Which lines of the data below include the string "mask"? Return each of them.

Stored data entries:
>>>

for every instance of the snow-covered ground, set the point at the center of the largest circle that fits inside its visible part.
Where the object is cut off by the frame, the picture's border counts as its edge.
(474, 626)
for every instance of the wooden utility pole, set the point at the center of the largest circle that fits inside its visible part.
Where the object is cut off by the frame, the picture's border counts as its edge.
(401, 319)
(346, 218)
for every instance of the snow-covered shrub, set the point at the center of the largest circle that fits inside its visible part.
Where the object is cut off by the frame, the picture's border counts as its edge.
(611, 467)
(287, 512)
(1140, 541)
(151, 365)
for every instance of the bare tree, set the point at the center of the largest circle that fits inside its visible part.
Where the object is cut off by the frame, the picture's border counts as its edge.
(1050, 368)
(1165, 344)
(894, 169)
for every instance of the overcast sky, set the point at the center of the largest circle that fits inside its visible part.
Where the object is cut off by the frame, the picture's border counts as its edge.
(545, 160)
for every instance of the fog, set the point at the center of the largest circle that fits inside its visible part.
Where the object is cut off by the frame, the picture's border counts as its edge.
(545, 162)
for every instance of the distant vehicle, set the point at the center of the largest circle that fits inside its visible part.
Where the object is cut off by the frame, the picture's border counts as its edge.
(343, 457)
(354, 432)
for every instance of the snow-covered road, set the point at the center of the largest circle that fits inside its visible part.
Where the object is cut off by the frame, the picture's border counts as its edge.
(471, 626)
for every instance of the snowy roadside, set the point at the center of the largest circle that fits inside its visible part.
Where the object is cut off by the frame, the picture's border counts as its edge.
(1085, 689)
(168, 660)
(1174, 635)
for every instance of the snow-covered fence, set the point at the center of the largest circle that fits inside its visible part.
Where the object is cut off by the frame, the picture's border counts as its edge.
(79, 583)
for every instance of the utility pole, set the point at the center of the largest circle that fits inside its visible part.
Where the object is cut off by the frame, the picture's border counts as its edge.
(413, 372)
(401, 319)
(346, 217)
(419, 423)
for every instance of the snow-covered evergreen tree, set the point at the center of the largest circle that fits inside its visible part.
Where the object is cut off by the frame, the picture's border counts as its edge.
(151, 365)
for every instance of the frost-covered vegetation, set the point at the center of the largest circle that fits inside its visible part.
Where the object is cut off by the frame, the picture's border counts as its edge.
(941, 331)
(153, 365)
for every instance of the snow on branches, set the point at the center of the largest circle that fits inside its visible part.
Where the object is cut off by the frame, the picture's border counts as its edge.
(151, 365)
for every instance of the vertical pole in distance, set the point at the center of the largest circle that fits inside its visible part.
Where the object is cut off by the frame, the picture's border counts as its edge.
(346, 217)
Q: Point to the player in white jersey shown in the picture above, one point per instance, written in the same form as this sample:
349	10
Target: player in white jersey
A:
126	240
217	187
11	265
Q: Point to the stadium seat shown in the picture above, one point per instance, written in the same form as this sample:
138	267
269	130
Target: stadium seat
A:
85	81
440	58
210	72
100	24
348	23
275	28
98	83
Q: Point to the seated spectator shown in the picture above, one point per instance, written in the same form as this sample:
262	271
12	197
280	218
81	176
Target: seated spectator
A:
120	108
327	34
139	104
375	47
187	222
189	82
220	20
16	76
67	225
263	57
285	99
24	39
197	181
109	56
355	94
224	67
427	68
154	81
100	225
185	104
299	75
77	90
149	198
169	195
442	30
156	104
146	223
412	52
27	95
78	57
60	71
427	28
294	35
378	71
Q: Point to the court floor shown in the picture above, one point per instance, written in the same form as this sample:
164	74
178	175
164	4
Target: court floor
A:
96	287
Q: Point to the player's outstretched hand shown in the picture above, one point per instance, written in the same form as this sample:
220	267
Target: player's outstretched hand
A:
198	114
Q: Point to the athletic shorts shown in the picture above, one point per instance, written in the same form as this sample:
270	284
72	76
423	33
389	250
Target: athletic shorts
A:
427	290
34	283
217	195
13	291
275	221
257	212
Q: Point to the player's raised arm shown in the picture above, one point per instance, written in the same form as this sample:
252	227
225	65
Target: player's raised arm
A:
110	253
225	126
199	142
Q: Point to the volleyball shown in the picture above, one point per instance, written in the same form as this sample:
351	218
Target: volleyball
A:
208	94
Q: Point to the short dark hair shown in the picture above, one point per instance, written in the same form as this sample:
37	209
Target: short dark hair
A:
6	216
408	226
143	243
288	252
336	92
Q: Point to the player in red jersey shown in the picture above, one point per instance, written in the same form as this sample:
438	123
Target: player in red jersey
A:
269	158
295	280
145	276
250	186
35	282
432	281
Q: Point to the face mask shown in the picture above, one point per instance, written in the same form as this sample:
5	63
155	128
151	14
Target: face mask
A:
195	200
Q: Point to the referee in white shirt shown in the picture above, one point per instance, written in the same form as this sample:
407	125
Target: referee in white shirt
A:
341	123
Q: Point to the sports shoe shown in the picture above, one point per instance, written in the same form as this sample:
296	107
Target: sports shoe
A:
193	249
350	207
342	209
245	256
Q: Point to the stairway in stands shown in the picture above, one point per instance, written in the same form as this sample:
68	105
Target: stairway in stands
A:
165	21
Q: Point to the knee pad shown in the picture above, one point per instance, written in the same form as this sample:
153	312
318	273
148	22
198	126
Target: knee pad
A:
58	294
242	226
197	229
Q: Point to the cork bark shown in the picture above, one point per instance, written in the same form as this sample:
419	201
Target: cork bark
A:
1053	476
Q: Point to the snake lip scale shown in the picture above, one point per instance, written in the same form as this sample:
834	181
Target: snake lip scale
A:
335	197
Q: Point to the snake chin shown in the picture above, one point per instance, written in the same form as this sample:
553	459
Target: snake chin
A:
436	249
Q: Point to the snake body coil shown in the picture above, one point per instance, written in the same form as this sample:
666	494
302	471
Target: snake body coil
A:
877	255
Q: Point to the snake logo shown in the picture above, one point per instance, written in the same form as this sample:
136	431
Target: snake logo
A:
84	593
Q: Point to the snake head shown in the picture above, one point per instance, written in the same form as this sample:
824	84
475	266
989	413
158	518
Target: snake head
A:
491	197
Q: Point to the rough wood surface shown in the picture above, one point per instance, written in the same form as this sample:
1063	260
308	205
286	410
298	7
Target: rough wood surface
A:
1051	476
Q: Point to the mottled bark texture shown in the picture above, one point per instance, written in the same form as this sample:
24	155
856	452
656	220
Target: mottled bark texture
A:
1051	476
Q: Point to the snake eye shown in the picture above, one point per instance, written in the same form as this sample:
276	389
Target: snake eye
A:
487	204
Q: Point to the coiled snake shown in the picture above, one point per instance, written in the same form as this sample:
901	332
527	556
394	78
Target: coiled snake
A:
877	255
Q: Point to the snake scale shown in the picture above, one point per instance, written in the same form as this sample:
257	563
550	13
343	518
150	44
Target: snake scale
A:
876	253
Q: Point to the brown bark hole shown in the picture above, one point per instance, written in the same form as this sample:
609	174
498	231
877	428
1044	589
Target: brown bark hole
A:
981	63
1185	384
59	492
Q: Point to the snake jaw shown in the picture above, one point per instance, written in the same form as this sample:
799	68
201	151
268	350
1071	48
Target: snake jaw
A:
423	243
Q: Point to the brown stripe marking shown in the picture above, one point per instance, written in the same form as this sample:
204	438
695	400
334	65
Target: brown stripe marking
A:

<<<

▶ [RESPONSE]:
Q: Point to the face mask shown in the picture above, one point per instance, written in the same form as this sample:
Target: face mask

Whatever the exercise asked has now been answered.